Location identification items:
......
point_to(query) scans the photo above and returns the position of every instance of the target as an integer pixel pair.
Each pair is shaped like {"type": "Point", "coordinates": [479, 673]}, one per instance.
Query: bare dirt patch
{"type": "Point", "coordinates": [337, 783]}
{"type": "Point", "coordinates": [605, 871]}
......
- **Exercise prompt**:
Rewrite the material above, changing "instance" to "occurrence" everywhere it occurs and leaving everything else as it is.

- **The solution**:
point_to(query) scans the photo above and returns the position of every occurrence of the target as an integer pixel pair.
Each pair is shaped like {"type": "Point", "coordinates": [479, 673]}, one per occurrence.
Query: bare dirt patch
{"type": "Point", "coordinates": [337, 783]}
{"type": "Point", "coordinates": [605, 871]}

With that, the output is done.